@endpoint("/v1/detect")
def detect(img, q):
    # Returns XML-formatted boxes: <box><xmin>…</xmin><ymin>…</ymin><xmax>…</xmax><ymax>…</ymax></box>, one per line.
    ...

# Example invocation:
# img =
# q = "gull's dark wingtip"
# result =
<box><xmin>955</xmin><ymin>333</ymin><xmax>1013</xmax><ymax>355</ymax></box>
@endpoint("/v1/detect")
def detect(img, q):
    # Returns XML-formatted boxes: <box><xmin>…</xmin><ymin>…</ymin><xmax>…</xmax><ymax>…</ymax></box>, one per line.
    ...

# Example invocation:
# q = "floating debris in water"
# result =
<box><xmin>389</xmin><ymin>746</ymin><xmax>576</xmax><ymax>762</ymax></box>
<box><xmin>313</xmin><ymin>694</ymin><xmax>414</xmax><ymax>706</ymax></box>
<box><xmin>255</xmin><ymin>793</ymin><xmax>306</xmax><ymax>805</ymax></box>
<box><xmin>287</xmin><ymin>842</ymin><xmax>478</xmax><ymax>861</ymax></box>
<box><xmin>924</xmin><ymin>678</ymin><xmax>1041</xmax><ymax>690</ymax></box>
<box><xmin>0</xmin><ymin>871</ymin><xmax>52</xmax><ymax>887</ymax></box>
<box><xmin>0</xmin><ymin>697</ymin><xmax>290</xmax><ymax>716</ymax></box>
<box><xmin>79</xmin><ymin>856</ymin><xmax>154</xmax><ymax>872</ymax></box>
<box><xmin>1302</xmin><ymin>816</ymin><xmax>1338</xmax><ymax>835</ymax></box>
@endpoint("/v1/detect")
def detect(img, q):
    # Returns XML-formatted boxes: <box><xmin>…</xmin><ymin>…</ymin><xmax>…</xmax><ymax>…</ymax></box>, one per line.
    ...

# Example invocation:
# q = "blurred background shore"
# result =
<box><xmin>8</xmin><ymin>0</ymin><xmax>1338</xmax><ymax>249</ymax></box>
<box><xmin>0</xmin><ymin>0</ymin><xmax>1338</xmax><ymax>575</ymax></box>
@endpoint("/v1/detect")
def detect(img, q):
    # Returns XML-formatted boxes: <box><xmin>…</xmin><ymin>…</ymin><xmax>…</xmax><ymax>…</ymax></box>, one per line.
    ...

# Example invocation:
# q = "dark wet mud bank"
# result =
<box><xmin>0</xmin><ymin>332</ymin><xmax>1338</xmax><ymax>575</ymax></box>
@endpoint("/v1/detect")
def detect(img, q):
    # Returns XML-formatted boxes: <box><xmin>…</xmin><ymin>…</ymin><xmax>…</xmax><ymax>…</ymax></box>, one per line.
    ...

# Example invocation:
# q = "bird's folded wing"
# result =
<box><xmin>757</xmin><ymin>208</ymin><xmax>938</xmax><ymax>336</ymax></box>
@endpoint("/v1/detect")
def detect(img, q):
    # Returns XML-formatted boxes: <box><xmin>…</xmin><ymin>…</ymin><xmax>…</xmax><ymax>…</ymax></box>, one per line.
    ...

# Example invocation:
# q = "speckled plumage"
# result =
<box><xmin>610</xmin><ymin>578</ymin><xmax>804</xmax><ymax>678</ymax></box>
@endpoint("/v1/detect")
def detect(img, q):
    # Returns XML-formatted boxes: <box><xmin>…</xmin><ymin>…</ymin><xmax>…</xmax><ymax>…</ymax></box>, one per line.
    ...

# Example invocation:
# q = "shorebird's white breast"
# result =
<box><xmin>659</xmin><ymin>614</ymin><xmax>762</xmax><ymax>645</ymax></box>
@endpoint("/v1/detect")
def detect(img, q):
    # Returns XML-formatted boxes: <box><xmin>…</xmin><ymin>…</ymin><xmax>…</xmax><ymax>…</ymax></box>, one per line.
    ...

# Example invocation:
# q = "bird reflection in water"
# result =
====
THE REQUEST:
Pull out every line of the records that contains the string "dark", matching case exactly.

EXERCISE SOLUTION:
# q = "gull's dark wingtip"
# q = "dark wet mud bank"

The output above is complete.